• Direction:
Output the rows below as a two-column CSV with the headers "prompt" and "points", one line per row, putting its text and its answer each in a single quoted field with line breaks replaced by spaces. Leave the pictures out.

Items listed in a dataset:
-- BEGIN --
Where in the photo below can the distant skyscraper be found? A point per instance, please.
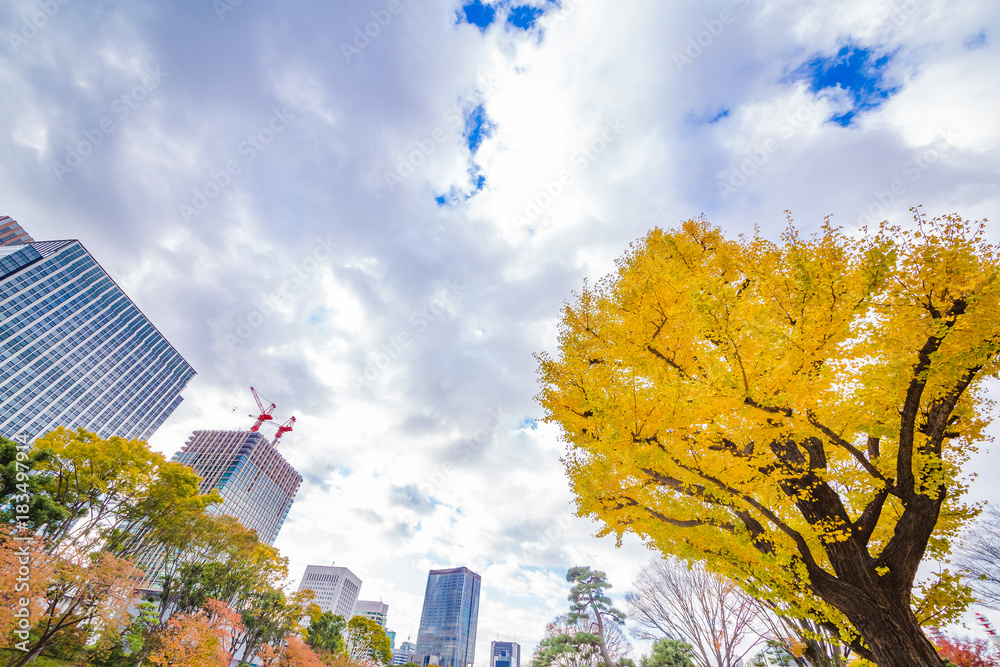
(449, 618)
(505, 654)
(256, 482)
(12, 233)
(336, 588)
(373, 609)
(75, 351)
-- END --
• Exercise output:
prompt,points
"Where in the photo below can the distant skyscraper be found? A point per instance, please.","(449, 618) (505, 654) (256, 482) (12, 233) (336, 588) (373, 609) (75, 351)"